Records in a dataset
####
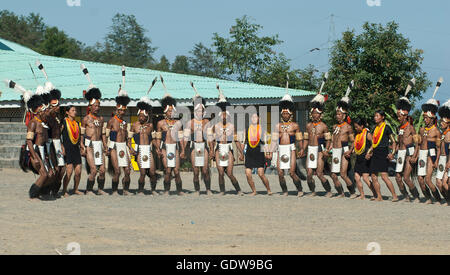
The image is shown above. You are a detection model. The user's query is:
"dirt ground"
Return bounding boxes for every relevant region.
[0,169,450,255]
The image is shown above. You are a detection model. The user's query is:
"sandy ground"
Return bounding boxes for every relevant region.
[0,169,450,255]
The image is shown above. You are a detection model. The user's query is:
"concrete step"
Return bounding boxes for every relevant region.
[0,132,27,146]
[0,158,20,169]
[0,122,27,133]
[0,145,21,159]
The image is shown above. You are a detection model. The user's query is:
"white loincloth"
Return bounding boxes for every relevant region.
[278,144,295,170]
[306,146,319,169]
[139,145,152,169]
[436,156,447,180]
[395,150,407,173]
[165,143,177,168]
[194,142,205,167]
[417,150,428,177]
[38,146,48,172]
[92,140,103,166]
[219,143,232,167]
[53,139,66,167]
[331,148,343,174]
[115,142,129,167]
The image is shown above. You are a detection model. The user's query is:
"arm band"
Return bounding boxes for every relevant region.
[178,131,184,140]
[27,132,34,140]
[303,132,309,140]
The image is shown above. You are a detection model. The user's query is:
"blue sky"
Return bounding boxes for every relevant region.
[0,0,450,105]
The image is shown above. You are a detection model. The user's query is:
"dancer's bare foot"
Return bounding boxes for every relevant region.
[97,190,108,196]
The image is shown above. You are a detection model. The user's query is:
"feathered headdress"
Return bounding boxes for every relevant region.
[116,66,131,109]
[422,77,444,118]
[396,78,416,115]
[310,72,328,114]
[439,99,450,123]
[81,64,102,105]
[191,81,206,111]
[159,75,177,113]
[336,80,355,114]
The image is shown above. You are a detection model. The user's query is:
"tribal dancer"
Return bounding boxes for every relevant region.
[417,78,443,204]
[436,100,450,206]
[301,73,333,198]
[395,78,420,201]
[79,64,108,195]
[156,76,185,196]
[214,85,243,196]
[129,79,156,195]
[36,61,66,197]
[272,85,304,197]
[5,80,54,199]
[366,111,398,202]
[184,82,213,195]
[330,81,357,199]
[106,66,133,196]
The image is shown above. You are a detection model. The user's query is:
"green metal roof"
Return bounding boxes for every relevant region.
[0,39,315,101]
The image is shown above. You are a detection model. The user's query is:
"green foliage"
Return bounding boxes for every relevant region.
[213,16,282,82]
[324,22,431,128]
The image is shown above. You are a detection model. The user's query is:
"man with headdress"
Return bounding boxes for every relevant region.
[417,79,443,204]
[395,78,419,201]
[79,64,108,195]
[36,61,66,197]
[5,80,54,199]
[329,81,357,199]
[302,73,333,198]
[272,93,304,197]
[129,89,156,195]
[210,85,243,196]
[184,82,212,195]
[156,77,185,196]
[106,66,134,196]
[436,100,450,206]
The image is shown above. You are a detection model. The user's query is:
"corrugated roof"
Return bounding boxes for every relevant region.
[0,39,315,101]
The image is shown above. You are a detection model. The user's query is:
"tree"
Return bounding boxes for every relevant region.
[102,13,156,67]
[171,55,191,74]
[213,16,282,82]
[189,43,222,78]
[324,22,431,128]
[152,55,170,72]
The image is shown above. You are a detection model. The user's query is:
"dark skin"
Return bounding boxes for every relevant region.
[183,107,213,195]
[106,108,134,196]
[77,100,109,195]
[330,110,356,198]
[353,123,377,200]
[63,107,82,197]
[418,114,441,204]
[129,111,156,196]
[301,110,332,197]
[366,113,398,202]
[26,106,54,201]
[48,100,66,197]
[272,110,304,197]
[395,110,419,202]
[211,112,242,196]
[156,107,185,196]
[236,114,272,196]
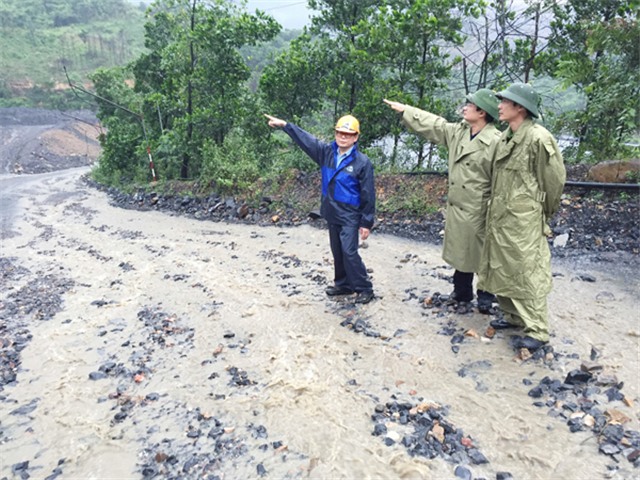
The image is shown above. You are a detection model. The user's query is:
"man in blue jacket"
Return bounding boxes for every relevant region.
[265,115,376,303]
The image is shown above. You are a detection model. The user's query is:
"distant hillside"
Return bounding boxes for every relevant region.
[0,0,145,100]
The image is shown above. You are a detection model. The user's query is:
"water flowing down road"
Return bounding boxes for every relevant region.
[0,169,640,479]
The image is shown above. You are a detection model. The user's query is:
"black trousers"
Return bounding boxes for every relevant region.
[329,223,373,292]
[453,270,494,302]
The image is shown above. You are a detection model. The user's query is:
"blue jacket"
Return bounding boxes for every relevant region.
[283,123,376,229]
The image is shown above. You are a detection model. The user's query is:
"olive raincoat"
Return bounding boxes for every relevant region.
[402,107,500,273]
[479,119,566,300]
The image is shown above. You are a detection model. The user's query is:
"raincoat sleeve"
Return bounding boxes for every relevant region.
[402,107,460,146]
[360,160,376,230]
[536,137,567,219]
[282,122,329,166]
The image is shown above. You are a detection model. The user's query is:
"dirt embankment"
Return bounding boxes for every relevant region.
[0,108,101,174]
[0,108,640,260]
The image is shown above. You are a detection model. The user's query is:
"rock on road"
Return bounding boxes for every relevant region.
[0,169,640,479]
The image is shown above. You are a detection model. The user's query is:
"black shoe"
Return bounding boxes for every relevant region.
[513,336,549,352]
[325,286,353,297]
[489,318,520,330]
[478,290,496,315]
[355,292,375,304]
[478,299,495,316]
[449,290,473,303]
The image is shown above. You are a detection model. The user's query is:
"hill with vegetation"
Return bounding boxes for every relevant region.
[0,0,146,107]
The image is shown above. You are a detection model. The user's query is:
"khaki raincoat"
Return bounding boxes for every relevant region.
[479,119,566,300]
[402,107,500,273]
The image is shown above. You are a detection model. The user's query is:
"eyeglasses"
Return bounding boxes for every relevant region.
[336,130,358,138]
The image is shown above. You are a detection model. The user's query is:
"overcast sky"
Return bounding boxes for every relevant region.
[247,0,310,29]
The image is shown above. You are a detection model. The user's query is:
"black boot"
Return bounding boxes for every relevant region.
[478,290,496,315]
[449,270,473,303]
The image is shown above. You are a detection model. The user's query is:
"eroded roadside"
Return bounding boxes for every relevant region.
[0,172,639,479]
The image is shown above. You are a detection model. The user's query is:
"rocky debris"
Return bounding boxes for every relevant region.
[371,396,489,466]
[85,174,640,259]
[549,193,640,259]
[589,159,640,183]
[0,258,74,391]
[525,355,640,469]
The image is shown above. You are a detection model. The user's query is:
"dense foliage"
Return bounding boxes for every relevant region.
[0,0,640,189]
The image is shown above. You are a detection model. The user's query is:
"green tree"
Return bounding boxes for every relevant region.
[128,0,280,178]
[546,0,640,161]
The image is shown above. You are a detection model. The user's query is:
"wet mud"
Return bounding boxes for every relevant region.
[0,107,640,480]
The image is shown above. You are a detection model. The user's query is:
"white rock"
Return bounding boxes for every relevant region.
[553,233,569,248]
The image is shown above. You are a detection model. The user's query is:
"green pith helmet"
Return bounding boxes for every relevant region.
[467,88,500,120]
[496,83,540,118]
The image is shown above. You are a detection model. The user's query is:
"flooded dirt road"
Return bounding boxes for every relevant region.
[0,169,640,479]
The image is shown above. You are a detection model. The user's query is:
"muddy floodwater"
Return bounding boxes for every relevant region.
[0,169,640,479]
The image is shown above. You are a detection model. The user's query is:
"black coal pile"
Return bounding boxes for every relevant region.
[524,355,640,469]
[371,398,489,465]
[85,175,640,256]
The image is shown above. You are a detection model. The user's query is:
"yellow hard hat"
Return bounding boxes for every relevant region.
[336,115,360,133]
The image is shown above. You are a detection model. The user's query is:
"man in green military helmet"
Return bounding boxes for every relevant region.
[384,88,500,313]
[479,83,566,351]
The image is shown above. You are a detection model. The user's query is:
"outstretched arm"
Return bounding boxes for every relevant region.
[264,113,287,128]
[382,98,407,112]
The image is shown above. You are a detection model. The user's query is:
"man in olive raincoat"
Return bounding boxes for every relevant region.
[479,83,566,351]
[384,88,500,313]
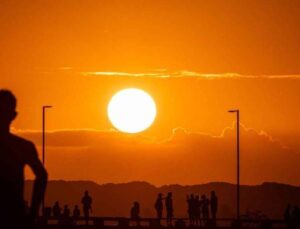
####
TASK PROMPT:
List every line of the listing above that has the word "raincoat" in it.

SOLUTION:
"olive raincoat"
"raincoat sleeve"
"khaki raincoat"
"man in olive raincoat"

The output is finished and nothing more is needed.